MATERIAL SUPPLIED Start Marker

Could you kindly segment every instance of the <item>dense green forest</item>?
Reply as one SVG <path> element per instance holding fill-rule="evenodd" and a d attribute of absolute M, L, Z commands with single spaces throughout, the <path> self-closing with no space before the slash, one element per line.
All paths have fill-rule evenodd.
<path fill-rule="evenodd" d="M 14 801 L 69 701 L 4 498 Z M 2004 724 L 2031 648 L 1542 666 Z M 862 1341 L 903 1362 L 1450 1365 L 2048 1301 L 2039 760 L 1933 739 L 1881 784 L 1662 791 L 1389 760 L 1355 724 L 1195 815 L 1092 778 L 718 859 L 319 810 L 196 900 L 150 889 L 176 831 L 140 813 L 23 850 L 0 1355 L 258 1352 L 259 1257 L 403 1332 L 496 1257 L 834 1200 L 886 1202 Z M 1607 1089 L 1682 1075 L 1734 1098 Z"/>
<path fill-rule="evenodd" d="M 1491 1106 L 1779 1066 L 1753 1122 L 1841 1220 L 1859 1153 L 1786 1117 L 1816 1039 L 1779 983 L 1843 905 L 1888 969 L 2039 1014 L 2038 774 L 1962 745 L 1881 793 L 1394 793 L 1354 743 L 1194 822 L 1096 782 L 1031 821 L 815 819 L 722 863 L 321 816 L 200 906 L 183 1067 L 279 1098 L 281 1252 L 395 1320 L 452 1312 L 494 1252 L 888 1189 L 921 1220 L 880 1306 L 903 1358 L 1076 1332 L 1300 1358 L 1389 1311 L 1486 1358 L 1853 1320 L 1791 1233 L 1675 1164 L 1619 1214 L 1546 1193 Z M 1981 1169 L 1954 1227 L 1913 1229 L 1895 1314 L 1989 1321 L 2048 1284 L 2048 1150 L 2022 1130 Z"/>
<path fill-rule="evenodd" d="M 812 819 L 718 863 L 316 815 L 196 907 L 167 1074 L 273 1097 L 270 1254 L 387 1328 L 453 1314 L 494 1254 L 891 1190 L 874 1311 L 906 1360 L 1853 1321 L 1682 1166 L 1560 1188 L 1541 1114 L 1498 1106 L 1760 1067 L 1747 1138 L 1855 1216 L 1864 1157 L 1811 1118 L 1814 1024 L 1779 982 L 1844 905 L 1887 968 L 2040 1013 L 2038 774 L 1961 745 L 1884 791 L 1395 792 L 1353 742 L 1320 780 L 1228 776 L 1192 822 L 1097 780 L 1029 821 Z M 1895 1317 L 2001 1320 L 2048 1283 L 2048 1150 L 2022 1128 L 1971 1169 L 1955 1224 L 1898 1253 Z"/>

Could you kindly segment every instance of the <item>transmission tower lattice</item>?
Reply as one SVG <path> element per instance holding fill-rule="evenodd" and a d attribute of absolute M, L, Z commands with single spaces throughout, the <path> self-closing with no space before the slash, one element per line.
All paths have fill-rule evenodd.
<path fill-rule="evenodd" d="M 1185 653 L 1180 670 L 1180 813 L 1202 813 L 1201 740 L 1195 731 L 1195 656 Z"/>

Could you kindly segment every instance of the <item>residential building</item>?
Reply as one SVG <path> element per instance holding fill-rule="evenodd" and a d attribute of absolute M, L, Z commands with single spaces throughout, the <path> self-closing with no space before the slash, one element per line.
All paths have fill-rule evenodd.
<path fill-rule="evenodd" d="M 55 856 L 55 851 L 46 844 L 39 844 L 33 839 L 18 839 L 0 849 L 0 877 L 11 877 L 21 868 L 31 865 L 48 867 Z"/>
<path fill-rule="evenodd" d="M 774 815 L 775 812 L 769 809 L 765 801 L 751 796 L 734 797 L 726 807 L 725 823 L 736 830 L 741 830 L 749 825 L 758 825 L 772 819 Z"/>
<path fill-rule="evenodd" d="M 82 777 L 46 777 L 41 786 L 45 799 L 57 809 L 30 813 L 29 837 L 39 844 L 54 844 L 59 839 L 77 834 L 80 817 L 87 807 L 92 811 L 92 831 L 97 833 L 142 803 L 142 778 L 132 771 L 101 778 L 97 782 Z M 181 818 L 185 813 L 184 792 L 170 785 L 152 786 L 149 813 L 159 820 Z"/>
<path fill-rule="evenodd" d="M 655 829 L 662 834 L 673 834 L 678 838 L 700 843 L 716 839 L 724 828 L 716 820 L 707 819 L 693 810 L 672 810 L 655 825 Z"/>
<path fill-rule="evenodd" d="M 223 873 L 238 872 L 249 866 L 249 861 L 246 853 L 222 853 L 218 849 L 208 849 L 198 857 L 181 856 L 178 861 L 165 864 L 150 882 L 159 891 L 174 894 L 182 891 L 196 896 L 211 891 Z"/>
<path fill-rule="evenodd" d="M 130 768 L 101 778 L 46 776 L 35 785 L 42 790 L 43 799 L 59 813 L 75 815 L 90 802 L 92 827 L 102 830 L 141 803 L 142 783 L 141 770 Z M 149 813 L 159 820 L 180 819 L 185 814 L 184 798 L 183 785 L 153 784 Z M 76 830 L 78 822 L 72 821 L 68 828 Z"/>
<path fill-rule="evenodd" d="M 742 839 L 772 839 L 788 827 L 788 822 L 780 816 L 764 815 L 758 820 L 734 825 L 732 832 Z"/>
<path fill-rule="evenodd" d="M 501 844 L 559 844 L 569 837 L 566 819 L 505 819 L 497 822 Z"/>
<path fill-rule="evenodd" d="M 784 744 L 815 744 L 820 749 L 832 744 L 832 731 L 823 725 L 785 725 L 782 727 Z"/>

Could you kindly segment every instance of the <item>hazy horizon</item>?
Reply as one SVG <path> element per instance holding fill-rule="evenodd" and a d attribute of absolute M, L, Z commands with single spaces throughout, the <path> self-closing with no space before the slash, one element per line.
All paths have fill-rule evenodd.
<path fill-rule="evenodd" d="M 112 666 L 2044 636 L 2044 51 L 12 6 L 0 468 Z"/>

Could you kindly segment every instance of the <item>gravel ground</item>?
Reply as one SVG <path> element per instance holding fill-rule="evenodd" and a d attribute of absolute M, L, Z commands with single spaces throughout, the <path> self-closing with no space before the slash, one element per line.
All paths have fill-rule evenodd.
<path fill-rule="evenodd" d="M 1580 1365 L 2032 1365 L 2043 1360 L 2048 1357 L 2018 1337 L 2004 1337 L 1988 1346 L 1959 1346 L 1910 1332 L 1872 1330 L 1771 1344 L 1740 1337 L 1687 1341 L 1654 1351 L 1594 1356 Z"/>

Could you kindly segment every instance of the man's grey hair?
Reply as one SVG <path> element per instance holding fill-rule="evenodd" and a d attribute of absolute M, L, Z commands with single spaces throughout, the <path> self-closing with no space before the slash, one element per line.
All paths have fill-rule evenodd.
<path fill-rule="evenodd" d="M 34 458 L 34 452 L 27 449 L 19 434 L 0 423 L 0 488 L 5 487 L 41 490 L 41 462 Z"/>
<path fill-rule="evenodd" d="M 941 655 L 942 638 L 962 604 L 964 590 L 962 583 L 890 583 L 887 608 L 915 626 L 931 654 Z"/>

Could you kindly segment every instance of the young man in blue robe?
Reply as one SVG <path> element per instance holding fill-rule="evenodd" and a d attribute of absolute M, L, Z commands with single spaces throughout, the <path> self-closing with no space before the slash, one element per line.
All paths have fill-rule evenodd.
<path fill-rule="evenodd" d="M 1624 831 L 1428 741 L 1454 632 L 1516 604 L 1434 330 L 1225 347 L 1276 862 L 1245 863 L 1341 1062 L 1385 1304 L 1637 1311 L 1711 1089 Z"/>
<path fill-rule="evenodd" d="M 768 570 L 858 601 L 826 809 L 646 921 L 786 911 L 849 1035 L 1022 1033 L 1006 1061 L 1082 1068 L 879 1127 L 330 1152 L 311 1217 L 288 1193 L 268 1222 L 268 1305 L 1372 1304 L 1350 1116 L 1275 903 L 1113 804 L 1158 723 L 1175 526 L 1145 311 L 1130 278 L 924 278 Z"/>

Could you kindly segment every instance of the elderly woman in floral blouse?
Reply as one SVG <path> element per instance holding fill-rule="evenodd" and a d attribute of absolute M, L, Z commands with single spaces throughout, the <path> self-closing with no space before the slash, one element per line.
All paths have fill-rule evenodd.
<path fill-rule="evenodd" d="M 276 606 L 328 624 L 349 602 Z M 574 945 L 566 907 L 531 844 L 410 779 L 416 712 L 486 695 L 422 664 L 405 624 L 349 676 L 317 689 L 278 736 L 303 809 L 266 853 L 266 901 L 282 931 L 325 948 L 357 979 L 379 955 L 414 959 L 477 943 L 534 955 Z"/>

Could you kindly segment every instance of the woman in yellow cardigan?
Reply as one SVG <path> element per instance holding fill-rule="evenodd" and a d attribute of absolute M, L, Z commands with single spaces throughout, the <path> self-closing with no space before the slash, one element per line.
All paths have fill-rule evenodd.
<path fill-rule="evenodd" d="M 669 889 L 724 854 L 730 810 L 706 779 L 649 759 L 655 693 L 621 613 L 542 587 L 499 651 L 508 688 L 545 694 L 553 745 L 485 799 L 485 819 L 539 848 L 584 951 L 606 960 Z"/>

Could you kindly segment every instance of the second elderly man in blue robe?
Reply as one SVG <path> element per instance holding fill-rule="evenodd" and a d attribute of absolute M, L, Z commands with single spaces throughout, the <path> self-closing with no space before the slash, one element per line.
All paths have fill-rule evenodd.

MATERIAL SUPPLIED End Marker

Copy every line above that holds the word "elderly".

**ANSWER BOX:**
Could you kindly segment every instance of the elderly woman in floral blouse?
Could you kindly segment every instance of the second elderly man in blue robe?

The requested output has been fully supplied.